- **The task**
Count the lines in the material below that contain the string "mark". Reply with the number alone.

[START OF Material for this task]

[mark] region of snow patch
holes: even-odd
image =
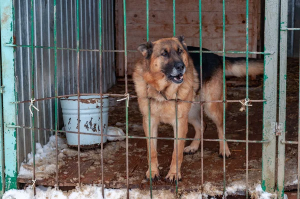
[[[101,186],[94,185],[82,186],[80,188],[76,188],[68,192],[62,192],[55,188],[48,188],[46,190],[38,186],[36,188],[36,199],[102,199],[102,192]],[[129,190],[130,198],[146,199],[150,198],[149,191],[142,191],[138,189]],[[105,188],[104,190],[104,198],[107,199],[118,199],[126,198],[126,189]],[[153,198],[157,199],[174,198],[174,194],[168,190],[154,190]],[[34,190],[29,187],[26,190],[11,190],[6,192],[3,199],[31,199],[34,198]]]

[END OF Material for this task]
[START OF Material for this task]

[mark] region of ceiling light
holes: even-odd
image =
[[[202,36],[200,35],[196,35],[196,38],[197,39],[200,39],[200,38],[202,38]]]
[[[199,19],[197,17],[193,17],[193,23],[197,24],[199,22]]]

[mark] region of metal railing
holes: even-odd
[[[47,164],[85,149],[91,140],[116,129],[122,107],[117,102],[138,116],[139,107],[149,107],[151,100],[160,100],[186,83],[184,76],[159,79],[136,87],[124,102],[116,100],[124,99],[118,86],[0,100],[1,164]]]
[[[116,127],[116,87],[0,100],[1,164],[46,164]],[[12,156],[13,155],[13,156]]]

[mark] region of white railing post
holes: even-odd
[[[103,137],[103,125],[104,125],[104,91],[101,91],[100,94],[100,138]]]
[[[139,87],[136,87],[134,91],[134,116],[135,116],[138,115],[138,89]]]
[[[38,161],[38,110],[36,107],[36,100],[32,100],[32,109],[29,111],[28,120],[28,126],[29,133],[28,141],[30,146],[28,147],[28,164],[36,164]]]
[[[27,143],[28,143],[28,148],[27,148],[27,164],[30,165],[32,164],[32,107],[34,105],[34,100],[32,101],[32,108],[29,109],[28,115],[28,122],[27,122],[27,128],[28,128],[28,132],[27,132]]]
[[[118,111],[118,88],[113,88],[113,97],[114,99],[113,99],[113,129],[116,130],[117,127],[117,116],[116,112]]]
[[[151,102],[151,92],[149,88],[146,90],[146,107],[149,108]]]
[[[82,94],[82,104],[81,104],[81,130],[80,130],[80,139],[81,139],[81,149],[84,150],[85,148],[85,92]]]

[END OF Material for this task]
[START OF Material for this task]

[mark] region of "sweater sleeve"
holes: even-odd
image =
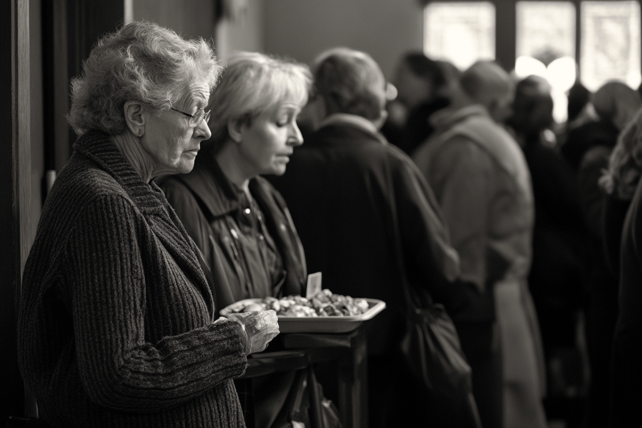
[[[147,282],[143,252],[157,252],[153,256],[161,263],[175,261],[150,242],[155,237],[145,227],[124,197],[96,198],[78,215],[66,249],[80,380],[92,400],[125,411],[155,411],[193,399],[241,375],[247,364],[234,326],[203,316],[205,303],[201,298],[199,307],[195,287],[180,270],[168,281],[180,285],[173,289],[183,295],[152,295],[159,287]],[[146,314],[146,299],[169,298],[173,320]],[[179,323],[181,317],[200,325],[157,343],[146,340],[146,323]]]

[END OF Material for this task]

- **Worked solution**
5